É bem conhecido que este systema de educação produz o effeito contrario, na maior parte das crianças. Por outro lado, a mãi de Joaquim Soares, mulher santa, que de seu marido tem soffrido todos os máos tratos que um coração barbaro póde inventar, afagava este filho, com um amor tão terno que mais do que elle chorava os castigos que seu pai lhe fazia. Joaquim tinha e conservou até a morte a maior dedicação, o amor filial mais extremoso para com sua mãi e, muitas vezes, chegou a ameaçar seu pai por causa dos seus rigores para com ella.
Em 1833, em uma fogueira de Santo Antonio, no arraial de Santa Luzia, se commetteu um homicidio. Joaquim Veneno, então de 14 annos, foi nelle compromettido. Defendeu-se no jury, onde provou que nenhuma parte teve neste delicto e foi absolvido. Correndo sempre a redeas soltas, já porque não temia os castigos do pai, já porque tinha a protecção da mãi, raras vezes se dava um facto criminoso em Santa Luzia que nelle não se comprehendesse* (*envolvesse) o Veneno. Diversos processos crimes teve contra si mas, de todos triunfou, porque sempre foi muito protegido.
Santa Luzia antiga com prédio do fórum em primeiro plano.
O excesso com que amava, protegia e socorria sua infeliz mãi; a dedicação e amizade com que se prestava a todos com se ocupavão; a caridade que usou sempre com os pobres e, ultimamente, o amor, o extremo com que tratava a uma honesta e interessante moça, com quem se ligou pelos laços matriomiaes, lhe ganharão as afeições de todos os que o conhecião e Joaquim Domingues, aproveitando estas boas disposições, se atirou ao commercio, com tanta facilidade que, em pouco tempo, se apresentou possuidor de uma meia duzia de contos de réis.

● LISTA DE ATIVIDADES:
1) Reproduza o trecho do texto sobre Joaquim Veneno que começa nas palavras "O excesso com" e vai até as palavras "contos de réis.".
2) Segundo o texto sobre Joaquim Veneno, que idade ele tinha quando foi envolvido no homicídio da fogueira de Santo Antônio?
3) Prossiga o texto sobre Joaquim Veneno a partir do ponto em que ele termina.

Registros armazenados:
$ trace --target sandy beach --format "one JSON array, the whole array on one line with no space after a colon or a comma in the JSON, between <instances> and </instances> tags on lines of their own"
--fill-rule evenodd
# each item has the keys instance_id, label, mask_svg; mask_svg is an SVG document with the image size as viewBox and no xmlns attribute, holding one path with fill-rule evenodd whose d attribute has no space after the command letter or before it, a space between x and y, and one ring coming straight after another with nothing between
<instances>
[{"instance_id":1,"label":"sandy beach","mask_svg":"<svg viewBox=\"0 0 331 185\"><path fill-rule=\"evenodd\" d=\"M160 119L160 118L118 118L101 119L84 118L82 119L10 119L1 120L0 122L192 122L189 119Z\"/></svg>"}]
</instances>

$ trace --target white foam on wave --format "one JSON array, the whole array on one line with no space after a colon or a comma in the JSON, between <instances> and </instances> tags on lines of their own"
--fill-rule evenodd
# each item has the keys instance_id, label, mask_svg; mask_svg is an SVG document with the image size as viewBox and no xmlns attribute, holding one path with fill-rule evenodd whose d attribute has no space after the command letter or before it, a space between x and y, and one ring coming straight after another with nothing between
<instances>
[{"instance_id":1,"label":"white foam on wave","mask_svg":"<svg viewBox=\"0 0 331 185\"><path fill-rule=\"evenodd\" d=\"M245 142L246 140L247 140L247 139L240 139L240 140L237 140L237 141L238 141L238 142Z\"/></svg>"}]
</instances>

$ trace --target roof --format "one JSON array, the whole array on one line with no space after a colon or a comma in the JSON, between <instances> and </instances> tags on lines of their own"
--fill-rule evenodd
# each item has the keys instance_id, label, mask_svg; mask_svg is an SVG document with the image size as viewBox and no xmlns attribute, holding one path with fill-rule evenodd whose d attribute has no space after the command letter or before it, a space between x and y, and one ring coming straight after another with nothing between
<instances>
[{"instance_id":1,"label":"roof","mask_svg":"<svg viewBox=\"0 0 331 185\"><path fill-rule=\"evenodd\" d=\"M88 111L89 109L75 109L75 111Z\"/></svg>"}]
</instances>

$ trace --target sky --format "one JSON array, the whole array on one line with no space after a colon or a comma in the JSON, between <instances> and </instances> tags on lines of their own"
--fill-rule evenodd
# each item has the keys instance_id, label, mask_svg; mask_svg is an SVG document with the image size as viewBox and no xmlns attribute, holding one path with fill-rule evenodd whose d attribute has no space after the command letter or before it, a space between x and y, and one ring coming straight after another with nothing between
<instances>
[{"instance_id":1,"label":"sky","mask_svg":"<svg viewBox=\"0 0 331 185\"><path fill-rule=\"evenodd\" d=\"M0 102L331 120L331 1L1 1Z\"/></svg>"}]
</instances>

--

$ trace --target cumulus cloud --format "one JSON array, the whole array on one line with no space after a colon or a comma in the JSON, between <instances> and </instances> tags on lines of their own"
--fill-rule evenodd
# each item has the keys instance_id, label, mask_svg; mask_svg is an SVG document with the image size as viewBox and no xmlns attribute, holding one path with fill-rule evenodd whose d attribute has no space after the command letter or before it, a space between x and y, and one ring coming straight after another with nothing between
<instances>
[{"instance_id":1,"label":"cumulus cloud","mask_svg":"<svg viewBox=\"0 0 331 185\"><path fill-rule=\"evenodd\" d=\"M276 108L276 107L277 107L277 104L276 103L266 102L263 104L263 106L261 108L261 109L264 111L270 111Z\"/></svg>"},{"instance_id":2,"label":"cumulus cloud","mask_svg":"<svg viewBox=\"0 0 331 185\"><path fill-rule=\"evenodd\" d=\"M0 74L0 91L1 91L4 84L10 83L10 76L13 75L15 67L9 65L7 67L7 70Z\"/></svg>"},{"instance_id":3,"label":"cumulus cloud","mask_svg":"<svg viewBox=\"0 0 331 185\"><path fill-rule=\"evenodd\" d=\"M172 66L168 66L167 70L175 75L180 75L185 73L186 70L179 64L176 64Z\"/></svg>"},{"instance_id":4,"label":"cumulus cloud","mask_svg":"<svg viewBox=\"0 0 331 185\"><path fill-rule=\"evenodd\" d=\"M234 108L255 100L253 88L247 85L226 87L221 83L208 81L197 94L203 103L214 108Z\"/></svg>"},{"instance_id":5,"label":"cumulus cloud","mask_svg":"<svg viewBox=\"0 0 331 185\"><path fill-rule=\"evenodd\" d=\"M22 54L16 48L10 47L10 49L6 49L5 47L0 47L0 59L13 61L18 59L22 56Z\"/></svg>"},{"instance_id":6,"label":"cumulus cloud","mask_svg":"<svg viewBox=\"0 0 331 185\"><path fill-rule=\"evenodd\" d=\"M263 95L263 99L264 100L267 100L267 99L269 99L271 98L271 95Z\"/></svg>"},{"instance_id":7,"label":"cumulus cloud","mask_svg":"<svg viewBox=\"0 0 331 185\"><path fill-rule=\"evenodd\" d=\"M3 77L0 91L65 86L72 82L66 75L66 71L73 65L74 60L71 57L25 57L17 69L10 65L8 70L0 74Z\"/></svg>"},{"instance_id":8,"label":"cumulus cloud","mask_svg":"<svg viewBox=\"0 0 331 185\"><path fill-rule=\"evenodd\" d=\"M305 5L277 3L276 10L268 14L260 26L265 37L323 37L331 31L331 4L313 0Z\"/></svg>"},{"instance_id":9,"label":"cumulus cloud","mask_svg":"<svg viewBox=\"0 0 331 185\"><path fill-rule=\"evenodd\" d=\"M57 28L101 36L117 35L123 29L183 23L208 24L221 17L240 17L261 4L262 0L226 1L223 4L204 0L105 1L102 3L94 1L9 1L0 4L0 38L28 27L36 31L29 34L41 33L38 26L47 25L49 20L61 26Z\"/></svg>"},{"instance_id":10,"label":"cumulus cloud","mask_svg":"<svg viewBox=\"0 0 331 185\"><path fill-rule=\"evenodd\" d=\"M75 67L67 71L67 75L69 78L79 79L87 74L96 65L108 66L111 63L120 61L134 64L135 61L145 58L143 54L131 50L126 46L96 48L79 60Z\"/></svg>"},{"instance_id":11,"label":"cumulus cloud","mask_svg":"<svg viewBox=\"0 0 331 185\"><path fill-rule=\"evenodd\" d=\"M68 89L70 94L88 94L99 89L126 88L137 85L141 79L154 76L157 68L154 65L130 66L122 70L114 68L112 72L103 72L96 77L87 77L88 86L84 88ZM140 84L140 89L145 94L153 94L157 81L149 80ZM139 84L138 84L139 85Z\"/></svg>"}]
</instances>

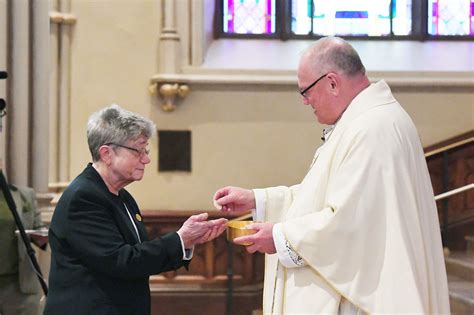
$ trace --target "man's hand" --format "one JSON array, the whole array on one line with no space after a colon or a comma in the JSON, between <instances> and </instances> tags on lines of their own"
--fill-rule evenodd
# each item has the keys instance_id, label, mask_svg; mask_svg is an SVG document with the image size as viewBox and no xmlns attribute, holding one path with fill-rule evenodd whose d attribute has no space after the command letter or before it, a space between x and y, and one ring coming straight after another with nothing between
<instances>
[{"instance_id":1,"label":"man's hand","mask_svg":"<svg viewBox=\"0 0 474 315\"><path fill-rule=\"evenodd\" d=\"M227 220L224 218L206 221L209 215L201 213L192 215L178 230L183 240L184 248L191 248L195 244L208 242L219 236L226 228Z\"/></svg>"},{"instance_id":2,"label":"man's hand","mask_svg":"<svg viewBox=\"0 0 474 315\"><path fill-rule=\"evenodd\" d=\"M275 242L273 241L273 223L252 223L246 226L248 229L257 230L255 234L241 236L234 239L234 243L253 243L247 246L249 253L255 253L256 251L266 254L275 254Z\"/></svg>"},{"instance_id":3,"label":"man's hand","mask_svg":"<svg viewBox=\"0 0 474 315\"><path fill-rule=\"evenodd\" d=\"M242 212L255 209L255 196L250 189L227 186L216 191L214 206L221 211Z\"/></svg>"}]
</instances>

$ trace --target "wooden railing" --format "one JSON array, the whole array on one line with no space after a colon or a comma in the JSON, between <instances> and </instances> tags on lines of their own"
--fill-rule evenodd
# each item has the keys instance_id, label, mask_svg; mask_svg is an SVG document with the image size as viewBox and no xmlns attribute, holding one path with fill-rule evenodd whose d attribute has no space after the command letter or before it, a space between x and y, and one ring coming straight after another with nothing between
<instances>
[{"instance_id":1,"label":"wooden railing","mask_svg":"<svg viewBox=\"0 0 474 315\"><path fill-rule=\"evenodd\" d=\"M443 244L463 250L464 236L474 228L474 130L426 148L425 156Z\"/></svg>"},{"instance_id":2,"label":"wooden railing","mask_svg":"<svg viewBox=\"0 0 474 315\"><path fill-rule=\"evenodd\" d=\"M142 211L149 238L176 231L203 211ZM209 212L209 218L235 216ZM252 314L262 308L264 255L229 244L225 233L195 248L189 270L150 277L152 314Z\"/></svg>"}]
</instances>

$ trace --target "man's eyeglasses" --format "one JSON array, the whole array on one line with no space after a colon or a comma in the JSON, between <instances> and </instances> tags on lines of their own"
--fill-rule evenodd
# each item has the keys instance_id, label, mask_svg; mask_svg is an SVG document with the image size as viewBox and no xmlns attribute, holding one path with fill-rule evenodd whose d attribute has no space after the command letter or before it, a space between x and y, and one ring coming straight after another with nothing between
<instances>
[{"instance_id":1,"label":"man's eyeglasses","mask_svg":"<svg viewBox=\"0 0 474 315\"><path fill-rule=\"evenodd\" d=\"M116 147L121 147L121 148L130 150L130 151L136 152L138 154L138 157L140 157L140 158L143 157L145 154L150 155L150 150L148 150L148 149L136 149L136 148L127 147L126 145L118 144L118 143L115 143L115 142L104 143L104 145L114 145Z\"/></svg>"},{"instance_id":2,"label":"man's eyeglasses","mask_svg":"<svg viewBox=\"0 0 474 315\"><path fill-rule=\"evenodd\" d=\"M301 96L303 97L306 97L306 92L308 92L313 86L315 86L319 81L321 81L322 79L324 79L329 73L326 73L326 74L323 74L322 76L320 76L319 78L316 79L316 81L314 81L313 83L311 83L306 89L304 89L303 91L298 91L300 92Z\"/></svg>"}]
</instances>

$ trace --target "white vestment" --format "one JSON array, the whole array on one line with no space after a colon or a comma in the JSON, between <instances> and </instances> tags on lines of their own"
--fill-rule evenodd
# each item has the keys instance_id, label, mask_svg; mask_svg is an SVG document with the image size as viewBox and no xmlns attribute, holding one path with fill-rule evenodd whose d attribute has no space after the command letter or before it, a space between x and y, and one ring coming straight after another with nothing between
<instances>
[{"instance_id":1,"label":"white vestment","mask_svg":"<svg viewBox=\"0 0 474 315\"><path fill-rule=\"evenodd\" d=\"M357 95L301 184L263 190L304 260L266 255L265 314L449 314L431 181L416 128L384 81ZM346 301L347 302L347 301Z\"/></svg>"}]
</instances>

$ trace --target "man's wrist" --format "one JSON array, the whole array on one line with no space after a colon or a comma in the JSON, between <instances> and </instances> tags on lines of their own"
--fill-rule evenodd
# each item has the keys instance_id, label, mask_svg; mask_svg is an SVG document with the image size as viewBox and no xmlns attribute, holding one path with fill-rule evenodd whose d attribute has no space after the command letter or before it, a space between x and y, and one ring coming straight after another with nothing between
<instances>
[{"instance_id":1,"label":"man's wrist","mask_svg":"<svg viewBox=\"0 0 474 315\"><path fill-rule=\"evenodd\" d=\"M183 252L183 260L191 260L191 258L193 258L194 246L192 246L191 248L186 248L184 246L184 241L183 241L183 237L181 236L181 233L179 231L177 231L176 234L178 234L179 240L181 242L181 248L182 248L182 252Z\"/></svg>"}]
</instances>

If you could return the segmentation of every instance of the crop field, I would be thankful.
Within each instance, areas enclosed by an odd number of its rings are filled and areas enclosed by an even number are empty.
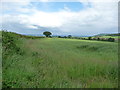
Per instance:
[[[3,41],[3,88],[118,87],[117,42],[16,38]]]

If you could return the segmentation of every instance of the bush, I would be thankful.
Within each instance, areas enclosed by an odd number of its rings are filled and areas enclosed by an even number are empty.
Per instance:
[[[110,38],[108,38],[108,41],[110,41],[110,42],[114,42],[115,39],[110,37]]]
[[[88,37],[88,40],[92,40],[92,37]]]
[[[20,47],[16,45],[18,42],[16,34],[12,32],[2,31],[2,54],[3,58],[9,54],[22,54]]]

● RESULTADOS POR TAREFA:
1)
O excesso com que amava, protegia e socorria sua infeliz mãi; a dedicação e amizade com que se prestava a todos com se ocupavão; a caridade que usou sempre com os pobres e, ultimamente, o amor, o extremo com que tratava a uma honesta e interessante moça, com quem se ligou pelos laços matriomiaes, lhe ganharão as afeições de todos os que o conhecião e Joaquim Domingues, aproveitando estas boas disposições, se atirou ao commercio, com tanta facilidade que, em pouco tempo, se apresentou possuidor de uma meia duzia de contos de réis.

2) 14 anos.

3)
O veneravel José de Oliveira Campos, patriarcha de Santa Luzia, por quem ainda chorão os habitantes desta villa, bem como todos que tiverão a fortuna de o conhecer, tinha por caixeiro a um fuão* (*fulano) Camello, homem velho, probo e caracter sisudo. Mandou-o a certas cobranças e, um celebre Nequinha, do logar Ignacia Carvalha* (*São José da Lapa), o matou para roubar! Campos, para vingar a morte do seu fiel caixeiro e amigo, fê-lo processar e, ao pai de Joaquim Domingues, encarregou a arriscada diligencia da prisão do facinora. Joaquim offererece-se a acompanhar seu pai, que recusa, por conhecer o perigo da empreza* (*iniciativa) a que se sujeitou pelo prestigio de Campos mas, o filho, fingindo obedecer, acompanha de longe a seu pai e salva-lhe a vida, tirando com um tiro de clavinote* (*carabinazinha) a do malvado Nequinha que, com uma facada, lhe havia posto as tripas à mostra. Esta acção digna de louvor foi tão bem aceita geralmente que nem processo se formou.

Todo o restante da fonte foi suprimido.